** Aim of the task **
Go to the line containing "Target: white wall" in the records below and print it and every following line exactly, on through the line containing "Target: backpack on floor", then stop.

** Extracted data entries **
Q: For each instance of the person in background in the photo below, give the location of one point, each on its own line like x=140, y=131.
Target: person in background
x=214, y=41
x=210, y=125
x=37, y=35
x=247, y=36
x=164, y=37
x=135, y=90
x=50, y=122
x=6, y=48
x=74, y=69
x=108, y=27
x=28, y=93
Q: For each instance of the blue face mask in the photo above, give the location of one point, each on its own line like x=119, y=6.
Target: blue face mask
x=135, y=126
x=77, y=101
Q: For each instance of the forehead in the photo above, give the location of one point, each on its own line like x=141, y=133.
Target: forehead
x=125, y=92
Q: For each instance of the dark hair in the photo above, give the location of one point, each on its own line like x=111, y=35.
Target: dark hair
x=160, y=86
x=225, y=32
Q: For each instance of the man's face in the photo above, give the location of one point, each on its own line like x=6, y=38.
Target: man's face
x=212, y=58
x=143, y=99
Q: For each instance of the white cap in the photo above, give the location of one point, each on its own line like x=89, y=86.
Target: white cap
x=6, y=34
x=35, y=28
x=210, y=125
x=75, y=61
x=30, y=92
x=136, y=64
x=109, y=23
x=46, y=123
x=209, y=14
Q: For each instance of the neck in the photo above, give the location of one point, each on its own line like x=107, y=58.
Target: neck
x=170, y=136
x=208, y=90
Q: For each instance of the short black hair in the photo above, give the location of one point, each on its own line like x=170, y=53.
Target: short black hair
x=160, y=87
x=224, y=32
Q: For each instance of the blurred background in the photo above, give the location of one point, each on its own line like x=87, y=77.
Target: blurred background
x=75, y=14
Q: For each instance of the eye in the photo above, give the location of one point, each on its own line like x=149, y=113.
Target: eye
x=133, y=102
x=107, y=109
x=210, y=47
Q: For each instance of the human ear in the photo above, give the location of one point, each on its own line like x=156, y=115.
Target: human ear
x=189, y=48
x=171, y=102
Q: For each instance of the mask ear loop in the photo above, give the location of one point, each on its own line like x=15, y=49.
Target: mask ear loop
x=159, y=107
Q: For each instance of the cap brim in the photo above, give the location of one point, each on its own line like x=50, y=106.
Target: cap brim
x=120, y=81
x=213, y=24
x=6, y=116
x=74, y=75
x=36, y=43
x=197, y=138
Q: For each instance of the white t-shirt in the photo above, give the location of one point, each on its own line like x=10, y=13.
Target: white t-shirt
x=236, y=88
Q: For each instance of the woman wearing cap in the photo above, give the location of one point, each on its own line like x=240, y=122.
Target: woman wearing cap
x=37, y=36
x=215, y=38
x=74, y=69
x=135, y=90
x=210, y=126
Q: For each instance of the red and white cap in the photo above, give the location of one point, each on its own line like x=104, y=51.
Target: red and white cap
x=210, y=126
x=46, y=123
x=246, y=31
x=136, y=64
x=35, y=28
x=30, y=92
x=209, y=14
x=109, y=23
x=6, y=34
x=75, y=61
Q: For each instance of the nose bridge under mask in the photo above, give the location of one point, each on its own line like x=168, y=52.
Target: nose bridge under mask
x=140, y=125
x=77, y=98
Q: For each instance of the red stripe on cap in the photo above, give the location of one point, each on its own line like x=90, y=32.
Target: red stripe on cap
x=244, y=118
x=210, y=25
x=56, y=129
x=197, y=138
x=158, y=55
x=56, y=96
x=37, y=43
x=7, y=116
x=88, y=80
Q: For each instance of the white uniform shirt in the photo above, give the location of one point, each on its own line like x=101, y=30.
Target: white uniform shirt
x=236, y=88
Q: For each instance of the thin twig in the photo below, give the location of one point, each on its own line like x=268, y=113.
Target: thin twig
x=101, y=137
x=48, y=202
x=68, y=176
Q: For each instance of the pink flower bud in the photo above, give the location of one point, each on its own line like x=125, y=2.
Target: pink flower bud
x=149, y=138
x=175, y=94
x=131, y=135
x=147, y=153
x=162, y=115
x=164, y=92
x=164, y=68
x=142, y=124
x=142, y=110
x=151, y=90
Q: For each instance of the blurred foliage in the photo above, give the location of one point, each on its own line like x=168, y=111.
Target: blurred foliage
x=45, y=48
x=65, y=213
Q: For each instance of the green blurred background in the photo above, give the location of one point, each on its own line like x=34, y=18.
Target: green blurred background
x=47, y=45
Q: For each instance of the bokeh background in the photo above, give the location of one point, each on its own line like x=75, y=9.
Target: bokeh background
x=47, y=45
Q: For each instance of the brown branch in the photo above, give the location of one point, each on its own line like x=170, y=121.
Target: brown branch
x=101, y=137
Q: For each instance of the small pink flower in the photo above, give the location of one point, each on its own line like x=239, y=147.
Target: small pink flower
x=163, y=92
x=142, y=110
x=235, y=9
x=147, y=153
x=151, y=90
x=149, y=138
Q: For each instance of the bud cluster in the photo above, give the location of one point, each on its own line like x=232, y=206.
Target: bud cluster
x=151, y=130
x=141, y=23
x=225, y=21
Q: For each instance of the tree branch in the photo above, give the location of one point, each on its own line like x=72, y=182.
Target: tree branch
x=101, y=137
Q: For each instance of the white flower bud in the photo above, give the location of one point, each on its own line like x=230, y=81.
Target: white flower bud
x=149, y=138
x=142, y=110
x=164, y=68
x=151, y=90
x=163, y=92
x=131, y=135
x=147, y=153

...

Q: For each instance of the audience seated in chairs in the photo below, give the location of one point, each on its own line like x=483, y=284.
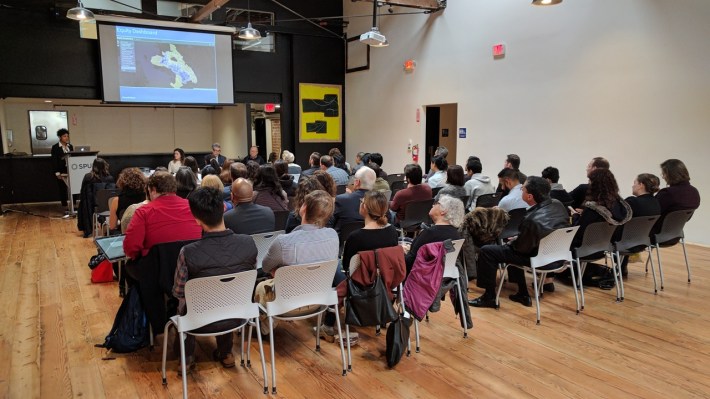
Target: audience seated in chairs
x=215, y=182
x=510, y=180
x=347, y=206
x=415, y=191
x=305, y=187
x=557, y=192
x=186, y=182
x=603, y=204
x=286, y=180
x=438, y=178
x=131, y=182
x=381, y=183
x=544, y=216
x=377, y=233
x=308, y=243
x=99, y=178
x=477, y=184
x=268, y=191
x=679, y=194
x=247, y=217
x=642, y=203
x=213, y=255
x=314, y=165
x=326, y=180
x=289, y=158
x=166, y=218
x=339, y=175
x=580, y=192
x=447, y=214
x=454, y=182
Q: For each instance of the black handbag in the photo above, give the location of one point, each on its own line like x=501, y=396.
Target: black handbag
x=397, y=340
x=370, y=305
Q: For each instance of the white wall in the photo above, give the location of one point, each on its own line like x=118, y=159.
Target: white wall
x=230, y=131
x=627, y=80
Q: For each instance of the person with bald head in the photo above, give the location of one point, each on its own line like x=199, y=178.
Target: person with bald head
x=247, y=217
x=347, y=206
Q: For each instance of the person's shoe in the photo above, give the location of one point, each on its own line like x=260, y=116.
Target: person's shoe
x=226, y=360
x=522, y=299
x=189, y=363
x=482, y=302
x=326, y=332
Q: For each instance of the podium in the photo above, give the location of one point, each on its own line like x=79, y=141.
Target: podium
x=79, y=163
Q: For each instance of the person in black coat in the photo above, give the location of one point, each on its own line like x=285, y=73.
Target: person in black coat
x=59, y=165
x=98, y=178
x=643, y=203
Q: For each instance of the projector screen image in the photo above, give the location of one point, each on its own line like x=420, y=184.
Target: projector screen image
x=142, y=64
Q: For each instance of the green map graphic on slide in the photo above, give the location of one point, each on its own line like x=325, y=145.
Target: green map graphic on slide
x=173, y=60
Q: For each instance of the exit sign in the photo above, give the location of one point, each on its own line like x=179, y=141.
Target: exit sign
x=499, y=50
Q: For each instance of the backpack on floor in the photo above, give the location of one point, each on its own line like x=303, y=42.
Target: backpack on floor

** Solution to the problem **
Target: white wall
x=230, y=131
x=627, y=80
Q: For each instance of the person with bald head in the photo above, give the location of one point, each on its own line like x=199, y=178.
Target: person with bald head
x=247, y=217
x=347, y=206
Q: For each instance of the person's shoe in the photo above, give the location of one point, each on its own line like x=260, y=116.
Target: person's shoe
x=226, y=360
x=522, y=299
x=189, y=363
x=482, y=302
x=326, y=332
Q: For each instance of the podium in the photo above, give the location of one point, each on its own line like x=79, y=141.
Target: podium
x=79, y=163
Q: For each instance of the person in black coat in the photo above, give the location of one point, each on its own line like x=285, y=73.
Target: person in black coat
x=59, y=165
x=98, y=178
x=643, y=203
Q: For each instance of the projector screen image in the photo above, give the location of one point, each on its own line like x=420, y=184.
Target: projector screen image
x=142, y=64
Q: For each instance of the green map graphic on slide in the photo above, give the location of one point, each on its own line like x=325, y=145.
Target: green map graphic on slide
x=173, y=60
Q: For each instance of the exit sign in the photo above, give the location of one point, each on its own line like x=179, y=141.
Target: exit sign
x=499, y=50
Q: For each instance of the backpack on floor in the photo above, give the location of one point, each on its own line like x=303, y=42.
Target: backpack on floor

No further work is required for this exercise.